Jump to content

[SOLVED] data mining!!1 im stuck... ideas helpful


benjaminbeazy

Recommended Posts

okay, i am trying to data mine through a website for some information for a dental directory

 

i need to extract the info from the following piece of code and i'm not quite sure what the best method is.

 

in a perfect world, per this example, i'd like to be able to extract the info as

 

first name: Frank H.

last name: Alley

credentials: DDS, FAGD

practice name: Shoreline Family Dental Group

address: 1121 Ottawa Beach Rd Ste 100

city: Holland

state: MI

zip: 49424-2528

phone: (616) 399-9520

 

 

              <tr>
               <td style="width:25%;vertical-align:top;text-align:center;padding-top:25px">
                       
               </td>
               <td style="text-align:left;padding-top:25px">
<a href="SFdetail93230.html" style="font-weight:bold;text-decoration:underline;">Jacqueline Anderson, DDS, FAGD</a><br />Shoreline Family Dental Group<br />1121 Ottawa Beach Rd Ste 100<br />Holland, MI 49424-2528               </td>

               <td style="text-align:left;padding-top:25px">
<p>(616) 399-9520</p>               </td>
             </tr>

 

not sure whether i'm gonna need ereg or if i can preg_match this or what i need

any ideas or suggestions? all help is much appreciated.. thanks guys

Link to comment
Share on other sites

<?php
$code = '            <tr>
               <td style="width:25%;vertical-align:top;text-align:center;padding-top:25px">
                       
               </td>
               <td style="text-align:left;padding-top:25px">
<a href="SFdetail93230.html" style="font-weight:bold;text-decoration:underline;">

Jacqueline Anderson, DDS, FAGD</a><br />Shoreline Family Dental Group<br />1121 Ottawa Beach Rd Ste 100<br />Holland, MI 49424-2528               </td>

               <td style="text-align:left;padding-top:25px">
<p>(616) 399-9520</p>               </td>
             </tr>';

list(,$after) = split('style="font-weight:bold;text-decoration:underline;">', $code);
list($before) = split('</td>', $after);

list($name, $group, $address, $citystate) = split('<br />', $before);
$name = str_replace('</a>', "", $name);
list($name, $cred, $cred2) = split(",", $name);
$cred = $cred . ", " . $cred2;

list($fname, $lname) = split(" ", $name);
list($city, $state, $zip) = split(" ", $citystate);

    print $fname . " " . $lname . " " . $cred . " " . $city . " " . $state . " " . $zip . " " . $address . " " . $group;	
?>

 

Should work.

* **Aim**
Copy out the entire forum thread on pulling dental directory details from HTML, word for word.

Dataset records
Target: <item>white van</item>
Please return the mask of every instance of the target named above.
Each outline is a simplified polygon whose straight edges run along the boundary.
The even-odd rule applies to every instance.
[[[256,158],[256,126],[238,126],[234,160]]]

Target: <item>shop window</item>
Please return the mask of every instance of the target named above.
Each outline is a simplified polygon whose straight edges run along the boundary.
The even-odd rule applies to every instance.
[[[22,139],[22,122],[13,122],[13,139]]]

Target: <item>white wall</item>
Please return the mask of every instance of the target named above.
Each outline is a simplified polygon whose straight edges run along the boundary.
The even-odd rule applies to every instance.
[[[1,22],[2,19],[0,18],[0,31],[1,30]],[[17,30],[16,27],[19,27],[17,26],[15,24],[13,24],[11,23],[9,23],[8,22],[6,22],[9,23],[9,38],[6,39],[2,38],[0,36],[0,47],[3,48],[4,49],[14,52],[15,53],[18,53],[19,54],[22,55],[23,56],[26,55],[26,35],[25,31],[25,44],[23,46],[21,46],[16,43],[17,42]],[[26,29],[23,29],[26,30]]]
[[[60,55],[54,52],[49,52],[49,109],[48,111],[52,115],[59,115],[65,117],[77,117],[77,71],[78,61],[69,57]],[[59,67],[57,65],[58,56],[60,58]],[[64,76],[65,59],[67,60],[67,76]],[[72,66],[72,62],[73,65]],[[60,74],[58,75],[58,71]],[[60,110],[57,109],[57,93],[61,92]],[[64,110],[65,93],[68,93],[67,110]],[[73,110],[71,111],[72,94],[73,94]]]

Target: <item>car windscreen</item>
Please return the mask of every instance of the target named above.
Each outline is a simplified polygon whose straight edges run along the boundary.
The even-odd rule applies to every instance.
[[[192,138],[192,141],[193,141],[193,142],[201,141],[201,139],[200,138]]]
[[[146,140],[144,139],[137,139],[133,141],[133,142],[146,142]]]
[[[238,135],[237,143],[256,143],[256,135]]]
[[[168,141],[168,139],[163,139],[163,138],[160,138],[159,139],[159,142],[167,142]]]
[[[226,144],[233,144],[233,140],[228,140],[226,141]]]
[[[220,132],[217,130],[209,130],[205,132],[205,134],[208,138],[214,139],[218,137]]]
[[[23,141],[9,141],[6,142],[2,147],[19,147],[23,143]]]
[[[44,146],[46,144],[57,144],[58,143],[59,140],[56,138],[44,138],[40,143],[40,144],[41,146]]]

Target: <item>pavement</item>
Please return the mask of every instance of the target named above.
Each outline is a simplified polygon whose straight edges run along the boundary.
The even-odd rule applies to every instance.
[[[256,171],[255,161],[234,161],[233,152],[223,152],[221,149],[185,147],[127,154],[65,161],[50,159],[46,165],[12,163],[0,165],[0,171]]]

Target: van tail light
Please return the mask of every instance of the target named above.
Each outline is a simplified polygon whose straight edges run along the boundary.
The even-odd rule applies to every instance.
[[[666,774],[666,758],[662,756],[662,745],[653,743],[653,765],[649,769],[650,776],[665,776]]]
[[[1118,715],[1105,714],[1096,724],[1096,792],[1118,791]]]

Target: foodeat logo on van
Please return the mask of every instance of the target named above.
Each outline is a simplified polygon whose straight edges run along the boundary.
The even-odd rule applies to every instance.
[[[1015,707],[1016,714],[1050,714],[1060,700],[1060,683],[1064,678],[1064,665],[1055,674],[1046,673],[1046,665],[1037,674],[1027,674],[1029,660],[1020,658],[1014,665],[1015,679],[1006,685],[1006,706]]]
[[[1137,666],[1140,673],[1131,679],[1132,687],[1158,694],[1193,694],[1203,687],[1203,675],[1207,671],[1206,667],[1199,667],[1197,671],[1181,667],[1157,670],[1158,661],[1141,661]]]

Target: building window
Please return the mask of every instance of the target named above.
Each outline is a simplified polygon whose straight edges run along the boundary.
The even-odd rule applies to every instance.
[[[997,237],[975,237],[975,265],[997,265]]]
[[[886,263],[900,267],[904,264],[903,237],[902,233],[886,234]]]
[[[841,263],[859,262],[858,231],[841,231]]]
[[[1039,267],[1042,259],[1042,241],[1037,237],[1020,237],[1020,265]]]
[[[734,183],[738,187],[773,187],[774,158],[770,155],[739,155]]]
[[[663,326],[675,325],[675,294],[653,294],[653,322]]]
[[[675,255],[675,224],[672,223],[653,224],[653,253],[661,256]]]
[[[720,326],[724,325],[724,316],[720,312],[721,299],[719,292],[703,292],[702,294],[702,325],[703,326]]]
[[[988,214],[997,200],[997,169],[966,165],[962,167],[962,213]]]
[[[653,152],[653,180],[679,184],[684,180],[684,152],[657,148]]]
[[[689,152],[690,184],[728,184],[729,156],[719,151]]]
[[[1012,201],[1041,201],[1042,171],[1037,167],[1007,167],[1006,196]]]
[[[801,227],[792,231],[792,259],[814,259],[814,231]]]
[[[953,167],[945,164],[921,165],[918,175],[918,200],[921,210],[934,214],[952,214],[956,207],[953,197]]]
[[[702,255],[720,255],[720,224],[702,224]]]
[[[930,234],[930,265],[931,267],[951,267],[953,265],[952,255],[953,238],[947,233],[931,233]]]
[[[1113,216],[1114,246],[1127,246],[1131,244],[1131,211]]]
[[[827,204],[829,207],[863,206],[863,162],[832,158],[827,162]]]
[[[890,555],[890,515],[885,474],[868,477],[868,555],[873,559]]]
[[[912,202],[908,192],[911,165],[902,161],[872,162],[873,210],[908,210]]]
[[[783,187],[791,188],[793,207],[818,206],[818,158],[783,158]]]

* **Answer to this task**
Jump to content

[SOLVED] data mining!!1 im stuck... ideas helpful


benjaminbeazy

Recommended Posts

okay, i am trying to data mine through a website for some information for a dental directory

 

i need to extract the info from the following piece of code and i'm not quite sure what the best method is.

 

in a perfect world, per this example, i'd like to be able to extract the info as

 

first name: Frank H.

last name: Alley

credentials: DDS, FAGD

practice name: Shoreline Family Dental Group

address: 1121 Ottawa Beach Rd Ste 100

city: Holland

state: MI

zip: 49424-2528

phone: (616) 399-9520

 

 

              <tr>
               <td style="width:25%;vertical-align:top;text-align:center;padding-top:25px">
                       
               </td>
               <td style="text-align:left;padding-top:25px">
<a href="SFdetail93230.html" style="font-weight:bold;text-decoration:underline;">Jacqueline Anderson, DDS, FAGD</a><br />Shoreline Family Dental Group<br />1121 Ottawa Beach Rd Ste 100<br />Holland, MI 49424-2528               </td>

               <td style="text-align:left;padding-top:25px">
<p>(616) 399-9520</p>               </td>
             </tr>

 

not sure whether i'm gonna need ereg or if i can preg_match this or what i need

any ideas or suggestions? all help is much appreciated.. thanks guys

Link to comment
Share on other sites

<?php
$code = '            <tr>
               <td style="width:25%;vertical-align:top;text-align:center;padding-top:25px">
                       
               </td>
               <td style="text-align:left;padding-top:25px">
<a href="SFdetail93230.html" style="font-weight:bold;text-decoration:underline;">

Jacqueline Anderson, DDS, FAGD</a><br />Shoreline Family Dental Group<br />1121 Ottawa Beach Rd Ste 100<br />Holland, MI 49424-2528               </td>

               <td style="text-align:left;padding-top:25px">
<p>(616) 399-9520</p>               </td>
             </tr>';

list(,$after) = split('style="font-weight:bold;text-decoration:underline;">', $code);
list($before) = split('</td>', $after);

list($name, $group, $address, $citystate) = split('<br />', $before);
$name = str_replace('</a>', "", $name);
list($name, $cred, $cred2) = split(",", $name);
$cred = $cred . ", " . $cred2;

list($fname, $lname) = split(" ", $name);
list($city, $state, $zip) = split(" ", $citystate);

    print $fname . " " . $lname . " " . $cred . " " . $city . " " . $state . " " . $zip . " " . $address . " " . $group;	
?>

 

Should work.